It is easy to quote witticisms that draw the sting of vituperation, by the delicacy and ingenuity of the wording. A Puritan is said to have been the author of the pun

Great praise to God, and little Laud to the Devil.

Sir Francis Burdett, when he became a Tory, had the want of tact to declaim against the prevailing cant of patriotism. Lord John Russell retorted that there was one thing even worse-the re-cant of patriotism. This will be celebrated among the arrows of invective feathered by wit.

Although somewhat less frequent, Wit may be employed to convey and enhance a compliment, and also to fence it, by abating the jealousy of being praised.

Jerrold's Wit was for the most part depreciatory, but there were exceptions. His epitaph on Charles Knight, the publisher, a man greatly esteemed, was both happy and complimentary: Good Knight'.

Chaucer could mingle touches of depreciation with his characters in a way to heighten the force of his eulogy. The Clerk is a good example.

Goldsmith's fine compliment on Garrick

An abridgment of all that is pleasant in man—

is not marred, but the contrary, by the enumeration of his foibles that follows.

It is characteristic of Congreve to work from exactly the opposite view. He concedes a compliment to point an invective: His want of learning gives him more opportunities to show his natural parts'. Wycherley has the same turn, though mostly less polished in the wording :—‘I can allege nothing against your practice-but your ill

success'.

Fielding even insinuates a satire on mankind in general by means of a compliment paid to an individual:

"Poverty and distress seemed to him to give none a right of aggravating those misfortunes. The meanness of her condition did not represent her misery as of little consequence in his eyes, nor did it appear to justify, or even to palliate, his guilt, in bringing that misery upon her."

------------------------------------------------------------

PROBLEMS AND TASKS:
1 > In the passage on wit, what did Lord John Russell say was even worse than the cant of patriotism?
2 > Revise the passage on wit, giving everything from "It is easy to" down to "feathered by wit." with "Tory" replaced by "Conservative".
3 > Starting with the paragraph on Jerrold, which writers does the passage on wit describe as using wit in praise or blame?

------------------------------------------------------------

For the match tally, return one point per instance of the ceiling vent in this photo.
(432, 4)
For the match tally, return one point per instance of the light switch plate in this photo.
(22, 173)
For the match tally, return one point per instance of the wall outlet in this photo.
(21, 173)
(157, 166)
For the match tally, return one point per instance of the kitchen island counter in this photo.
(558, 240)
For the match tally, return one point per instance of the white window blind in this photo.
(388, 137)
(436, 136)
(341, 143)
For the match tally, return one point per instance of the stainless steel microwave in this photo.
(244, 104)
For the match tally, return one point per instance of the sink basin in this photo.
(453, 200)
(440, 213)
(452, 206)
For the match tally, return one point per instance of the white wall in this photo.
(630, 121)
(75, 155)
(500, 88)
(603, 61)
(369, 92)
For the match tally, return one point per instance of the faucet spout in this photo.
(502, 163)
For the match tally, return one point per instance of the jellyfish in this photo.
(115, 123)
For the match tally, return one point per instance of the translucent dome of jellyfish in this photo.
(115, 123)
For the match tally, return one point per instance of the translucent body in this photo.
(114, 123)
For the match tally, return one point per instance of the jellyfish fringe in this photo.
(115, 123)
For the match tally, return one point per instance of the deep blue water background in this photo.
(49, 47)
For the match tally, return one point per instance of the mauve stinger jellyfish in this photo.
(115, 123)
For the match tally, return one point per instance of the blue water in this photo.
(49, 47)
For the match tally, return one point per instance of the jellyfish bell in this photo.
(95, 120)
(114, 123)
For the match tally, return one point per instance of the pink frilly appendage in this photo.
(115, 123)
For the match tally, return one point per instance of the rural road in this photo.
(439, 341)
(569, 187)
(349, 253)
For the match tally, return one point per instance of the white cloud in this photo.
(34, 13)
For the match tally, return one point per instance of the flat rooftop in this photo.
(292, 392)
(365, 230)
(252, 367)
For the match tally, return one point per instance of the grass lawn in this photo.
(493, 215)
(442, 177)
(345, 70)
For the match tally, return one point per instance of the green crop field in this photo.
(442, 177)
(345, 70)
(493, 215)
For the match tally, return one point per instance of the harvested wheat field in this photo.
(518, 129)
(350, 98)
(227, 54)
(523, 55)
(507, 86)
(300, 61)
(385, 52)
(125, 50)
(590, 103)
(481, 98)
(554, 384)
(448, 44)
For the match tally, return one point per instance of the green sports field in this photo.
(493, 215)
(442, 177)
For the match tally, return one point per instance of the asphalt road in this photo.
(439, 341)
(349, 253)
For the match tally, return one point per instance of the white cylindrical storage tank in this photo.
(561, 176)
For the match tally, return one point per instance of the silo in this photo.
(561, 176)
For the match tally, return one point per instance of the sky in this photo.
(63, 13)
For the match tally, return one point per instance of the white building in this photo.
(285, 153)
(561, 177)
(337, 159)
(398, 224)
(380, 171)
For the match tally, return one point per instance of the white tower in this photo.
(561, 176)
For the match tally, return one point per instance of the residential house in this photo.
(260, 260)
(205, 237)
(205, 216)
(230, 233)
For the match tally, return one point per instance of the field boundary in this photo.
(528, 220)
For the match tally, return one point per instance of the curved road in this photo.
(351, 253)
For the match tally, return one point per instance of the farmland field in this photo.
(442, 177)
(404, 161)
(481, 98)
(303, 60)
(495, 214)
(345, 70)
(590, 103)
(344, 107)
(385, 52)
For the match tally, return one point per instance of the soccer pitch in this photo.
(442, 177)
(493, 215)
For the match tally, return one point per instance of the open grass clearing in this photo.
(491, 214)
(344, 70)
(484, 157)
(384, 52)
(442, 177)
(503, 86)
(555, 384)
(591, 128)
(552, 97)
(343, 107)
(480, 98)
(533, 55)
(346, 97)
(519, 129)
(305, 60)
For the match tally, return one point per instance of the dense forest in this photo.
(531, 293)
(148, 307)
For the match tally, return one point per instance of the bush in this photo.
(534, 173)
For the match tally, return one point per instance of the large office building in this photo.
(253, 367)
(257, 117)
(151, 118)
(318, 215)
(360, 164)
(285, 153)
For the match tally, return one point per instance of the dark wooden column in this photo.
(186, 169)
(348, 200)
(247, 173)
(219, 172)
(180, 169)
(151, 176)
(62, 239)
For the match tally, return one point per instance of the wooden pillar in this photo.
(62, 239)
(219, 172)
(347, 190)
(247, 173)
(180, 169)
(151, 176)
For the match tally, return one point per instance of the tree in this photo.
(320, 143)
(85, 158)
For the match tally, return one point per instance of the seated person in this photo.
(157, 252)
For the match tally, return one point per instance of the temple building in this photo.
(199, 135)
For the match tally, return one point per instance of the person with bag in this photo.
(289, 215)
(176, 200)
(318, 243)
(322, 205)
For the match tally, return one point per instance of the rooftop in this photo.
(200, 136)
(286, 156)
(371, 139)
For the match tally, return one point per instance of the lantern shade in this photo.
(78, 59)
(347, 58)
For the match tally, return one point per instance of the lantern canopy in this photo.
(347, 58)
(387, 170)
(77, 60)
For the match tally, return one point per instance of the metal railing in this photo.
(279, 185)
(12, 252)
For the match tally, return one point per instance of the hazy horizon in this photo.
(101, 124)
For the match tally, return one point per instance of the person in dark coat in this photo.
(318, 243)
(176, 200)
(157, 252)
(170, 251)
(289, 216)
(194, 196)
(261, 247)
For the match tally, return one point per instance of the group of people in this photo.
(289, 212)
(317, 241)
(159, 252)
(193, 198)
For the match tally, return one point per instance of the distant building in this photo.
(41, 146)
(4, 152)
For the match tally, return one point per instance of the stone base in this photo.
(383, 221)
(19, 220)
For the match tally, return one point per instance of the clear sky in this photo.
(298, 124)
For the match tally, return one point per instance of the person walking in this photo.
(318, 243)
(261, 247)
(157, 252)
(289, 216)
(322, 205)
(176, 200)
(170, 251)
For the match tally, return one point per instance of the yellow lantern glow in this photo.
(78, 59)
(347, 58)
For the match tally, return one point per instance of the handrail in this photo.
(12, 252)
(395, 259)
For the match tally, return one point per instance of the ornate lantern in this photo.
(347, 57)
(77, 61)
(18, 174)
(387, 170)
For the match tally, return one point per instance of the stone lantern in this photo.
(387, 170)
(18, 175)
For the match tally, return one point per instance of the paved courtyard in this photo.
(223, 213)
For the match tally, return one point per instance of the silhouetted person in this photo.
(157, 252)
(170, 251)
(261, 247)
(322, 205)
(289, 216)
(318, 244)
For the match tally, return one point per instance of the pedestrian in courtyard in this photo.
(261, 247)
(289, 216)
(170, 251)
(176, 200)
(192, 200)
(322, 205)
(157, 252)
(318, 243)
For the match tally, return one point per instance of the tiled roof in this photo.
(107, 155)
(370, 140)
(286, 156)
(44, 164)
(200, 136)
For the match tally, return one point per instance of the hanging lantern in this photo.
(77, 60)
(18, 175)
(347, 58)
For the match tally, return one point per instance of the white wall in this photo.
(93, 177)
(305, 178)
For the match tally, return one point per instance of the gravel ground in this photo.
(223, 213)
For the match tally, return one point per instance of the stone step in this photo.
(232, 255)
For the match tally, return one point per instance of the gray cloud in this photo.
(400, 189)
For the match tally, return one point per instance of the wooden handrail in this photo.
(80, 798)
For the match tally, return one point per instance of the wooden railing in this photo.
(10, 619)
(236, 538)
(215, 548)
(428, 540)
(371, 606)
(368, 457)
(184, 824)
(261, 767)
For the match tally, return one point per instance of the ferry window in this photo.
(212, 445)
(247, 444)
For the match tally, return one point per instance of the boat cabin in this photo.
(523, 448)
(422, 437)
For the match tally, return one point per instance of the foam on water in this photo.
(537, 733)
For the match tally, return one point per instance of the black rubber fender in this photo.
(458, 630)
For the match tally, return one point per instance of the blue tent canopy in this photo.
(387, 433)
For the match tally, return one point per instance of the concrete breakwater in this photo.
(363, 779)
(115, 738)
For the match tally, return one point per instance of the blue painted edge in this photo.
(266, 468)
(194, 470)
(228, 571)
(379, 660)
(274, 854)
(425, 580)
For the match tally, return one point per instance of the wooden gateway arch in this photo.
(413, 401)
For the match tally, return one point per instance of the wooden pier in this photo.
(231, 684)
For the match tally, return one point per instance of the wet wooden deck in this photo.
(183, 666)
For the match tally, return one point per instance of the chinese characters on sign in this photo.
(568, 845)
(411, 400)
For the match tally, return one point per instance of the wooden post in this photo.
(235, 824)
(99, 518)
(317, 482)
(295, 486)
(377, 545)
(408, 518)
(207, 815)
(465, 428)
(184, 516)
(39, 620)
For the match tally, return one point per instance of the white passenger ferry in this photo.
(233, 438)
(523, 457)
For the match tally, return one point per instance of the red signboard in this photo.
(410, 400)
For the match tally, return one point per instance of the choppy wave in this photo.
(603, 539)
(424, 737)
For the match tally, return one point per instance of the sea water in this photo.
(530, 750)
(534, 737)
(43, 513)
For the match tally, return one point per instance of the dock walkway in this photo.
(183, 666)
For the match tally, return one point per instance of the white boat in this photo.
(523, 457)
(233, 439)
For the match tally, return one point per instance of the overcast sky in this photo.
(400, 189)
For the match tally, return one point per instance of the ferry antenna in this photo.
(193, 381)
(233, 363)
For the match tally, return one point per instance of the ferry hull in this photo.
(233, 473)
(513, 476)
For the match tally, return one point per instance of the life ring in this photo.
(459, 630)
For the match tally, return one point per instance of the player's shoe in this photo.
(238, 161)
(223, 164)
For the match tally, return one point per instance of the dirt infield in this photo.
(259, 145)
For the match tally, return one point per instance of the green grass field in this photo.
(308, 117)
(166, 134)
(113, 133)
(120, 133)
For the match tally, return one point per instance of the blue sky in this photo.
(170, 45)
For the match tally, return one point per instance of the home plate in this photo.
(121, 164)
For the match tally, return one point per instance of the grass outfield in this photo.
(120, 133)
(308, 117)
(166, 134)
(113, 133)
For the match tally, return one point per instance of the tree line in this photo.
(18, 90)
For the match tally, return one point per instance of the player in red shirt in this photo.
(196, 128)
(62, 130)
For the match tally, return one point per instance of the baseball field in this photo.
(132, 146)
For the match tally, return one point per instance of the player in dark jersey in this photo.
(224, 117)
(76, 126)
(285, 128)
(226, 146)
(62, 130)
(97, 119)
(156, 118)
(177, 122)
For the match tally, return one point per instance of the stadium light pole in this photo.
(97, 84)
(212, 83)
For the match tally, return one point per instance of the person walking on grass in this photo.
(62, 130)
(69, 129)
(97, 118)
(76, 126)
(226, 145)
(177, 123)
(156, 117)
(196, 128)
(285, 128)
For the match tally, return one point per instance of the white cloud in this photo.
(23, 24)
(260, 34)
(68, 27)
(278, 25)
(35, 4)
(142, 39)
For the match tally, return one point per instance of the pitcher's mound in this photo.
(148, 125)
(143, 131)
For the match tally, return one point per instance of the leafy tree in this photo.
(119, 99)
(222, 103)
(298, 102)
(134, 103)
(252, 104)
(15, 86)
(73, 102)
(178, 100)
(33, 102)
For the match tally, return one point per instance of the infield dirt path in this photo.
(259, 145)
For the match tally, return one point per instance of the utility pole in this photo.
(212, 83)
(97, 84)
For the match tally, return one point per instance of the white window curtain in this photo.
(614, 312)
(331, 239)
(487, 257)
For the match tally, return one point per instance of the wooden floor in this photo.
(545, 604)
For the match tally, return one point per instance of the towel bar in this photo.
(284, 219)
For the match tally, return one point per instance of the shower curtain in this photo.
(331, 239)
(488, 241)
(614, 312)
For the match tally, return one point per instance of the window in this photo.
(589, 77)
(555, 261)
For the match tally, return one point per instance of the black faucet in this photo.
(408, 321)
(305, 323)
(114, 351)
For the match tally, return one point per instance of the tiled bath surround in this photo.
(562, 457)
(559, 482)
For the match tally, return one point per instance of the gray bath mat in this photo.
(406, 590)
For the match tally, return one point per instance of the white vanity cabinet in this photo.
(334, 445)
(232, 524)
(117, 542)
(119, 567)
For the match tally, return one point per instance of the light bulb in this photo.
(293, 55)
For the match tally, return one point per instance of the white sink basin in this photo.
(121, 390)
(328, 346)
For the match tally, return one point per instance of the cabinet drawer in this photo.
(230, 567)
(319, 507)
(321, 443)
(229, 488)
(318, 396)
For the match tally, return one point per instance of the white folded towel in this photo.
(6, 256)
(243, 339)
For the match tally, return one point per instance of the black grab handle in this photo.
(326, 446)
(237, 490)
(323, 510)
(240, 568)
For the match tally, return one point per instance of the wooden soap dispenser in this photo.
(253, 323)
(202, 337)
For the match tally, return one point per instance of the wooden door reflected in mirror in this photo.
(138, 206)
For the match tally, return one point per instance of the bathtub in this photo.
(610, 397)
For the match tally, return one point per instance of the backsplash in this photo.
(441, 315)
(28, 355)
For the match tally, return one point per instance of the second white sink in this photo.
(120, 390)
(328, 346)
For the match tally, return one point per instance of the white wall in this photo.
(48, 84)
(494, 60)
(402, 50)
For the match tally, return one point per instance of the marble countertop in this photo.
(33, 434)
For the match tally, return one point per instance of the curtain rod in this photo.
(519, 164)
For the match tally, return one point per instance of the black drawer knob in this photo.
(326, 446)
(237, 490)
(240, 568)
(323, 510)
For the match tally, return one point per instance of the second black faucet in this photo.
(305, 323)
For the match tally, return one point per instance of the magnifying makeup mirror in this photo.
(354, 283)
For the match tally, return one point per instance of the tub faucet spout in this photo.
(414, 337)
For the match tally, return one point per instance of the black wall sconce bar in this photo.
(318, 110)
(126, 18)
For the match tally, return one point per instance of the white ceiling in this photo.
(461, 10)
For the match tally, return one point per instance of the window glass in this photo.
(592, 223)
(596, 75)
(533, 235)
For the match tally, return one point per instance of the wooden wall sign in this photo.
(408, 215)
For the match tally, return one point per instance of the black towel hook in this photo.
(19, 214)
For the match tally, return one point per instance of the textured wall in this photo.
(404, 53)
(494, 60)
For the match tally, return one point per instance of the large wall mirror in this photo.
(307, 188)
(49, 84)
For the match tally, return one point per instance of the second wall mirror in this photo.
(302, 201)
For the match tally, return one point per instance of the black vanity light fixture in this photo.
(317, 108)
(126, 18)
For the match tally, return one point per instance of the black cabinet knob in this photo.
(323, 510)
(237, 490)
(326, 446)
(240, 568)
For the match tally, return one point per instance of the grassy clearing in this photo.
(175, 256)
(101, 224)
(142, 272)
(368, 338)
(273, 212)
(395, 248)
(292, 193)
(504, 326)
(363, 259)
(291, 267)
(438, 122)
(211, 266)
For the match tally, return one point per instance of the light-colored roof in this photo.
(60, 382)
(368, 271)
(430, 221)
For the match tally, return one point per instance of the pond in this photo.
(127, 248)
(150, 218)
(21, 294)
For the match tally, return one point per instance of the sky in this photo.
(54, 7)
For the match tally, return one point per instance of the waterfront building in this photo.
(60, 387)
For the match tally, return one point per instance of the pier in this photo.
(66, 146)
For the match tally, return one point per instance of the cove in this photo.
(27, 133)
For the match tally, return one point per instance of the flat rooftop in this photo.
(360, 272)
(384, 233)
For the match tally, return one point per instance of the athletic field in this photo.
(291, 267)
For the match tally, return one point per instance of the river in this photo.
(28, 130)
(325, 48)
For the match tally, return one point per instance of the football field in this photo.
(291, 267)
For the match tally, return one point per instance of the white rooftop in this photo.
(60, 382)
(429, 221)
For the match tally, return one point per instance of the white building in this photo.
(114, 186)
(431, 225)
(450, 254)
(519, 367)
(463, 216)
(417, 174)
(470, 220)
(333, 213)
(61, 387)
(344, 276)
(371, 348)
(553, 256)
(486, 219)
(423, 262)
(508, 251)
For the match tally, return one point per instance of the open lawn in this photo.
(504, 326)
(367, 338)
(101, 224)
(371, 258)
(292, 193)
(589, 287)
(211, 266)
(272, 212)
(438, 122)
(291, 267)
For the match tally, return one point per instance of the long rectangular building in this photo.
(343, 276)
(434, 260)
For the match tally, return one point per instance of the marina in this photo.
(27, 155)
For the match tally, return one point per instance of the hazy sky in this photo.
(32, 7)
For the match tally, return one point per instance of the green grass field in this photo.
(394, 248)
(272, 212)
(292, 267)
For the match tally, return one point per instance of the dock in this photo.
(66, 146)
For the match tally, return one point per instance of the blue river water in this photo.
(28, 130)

------------------------------------------------------------

LIST OF SOLUTIONS:
1 > The re-cant of patriotism.

2 >
It is easy to quote witticisms that draw the sting of vituperation, by the delicacy and ingenuity of the wording. A Puritan is said to have been the author of the pun

Great praise to God, and little Laud to the Devil.

Sir Francis Burdett, when he became a Conservative, had the want of tact to declaim against the prevailing cant of patriotism. Lord John Russell retorted that there was one thing even worse-the re-cant of patriotism. This will be celebrated among the arrows of invective feathered by wit.

3 > Jerrold, Chaucer, Goldsmith, Congreve, Wycherley, Fielding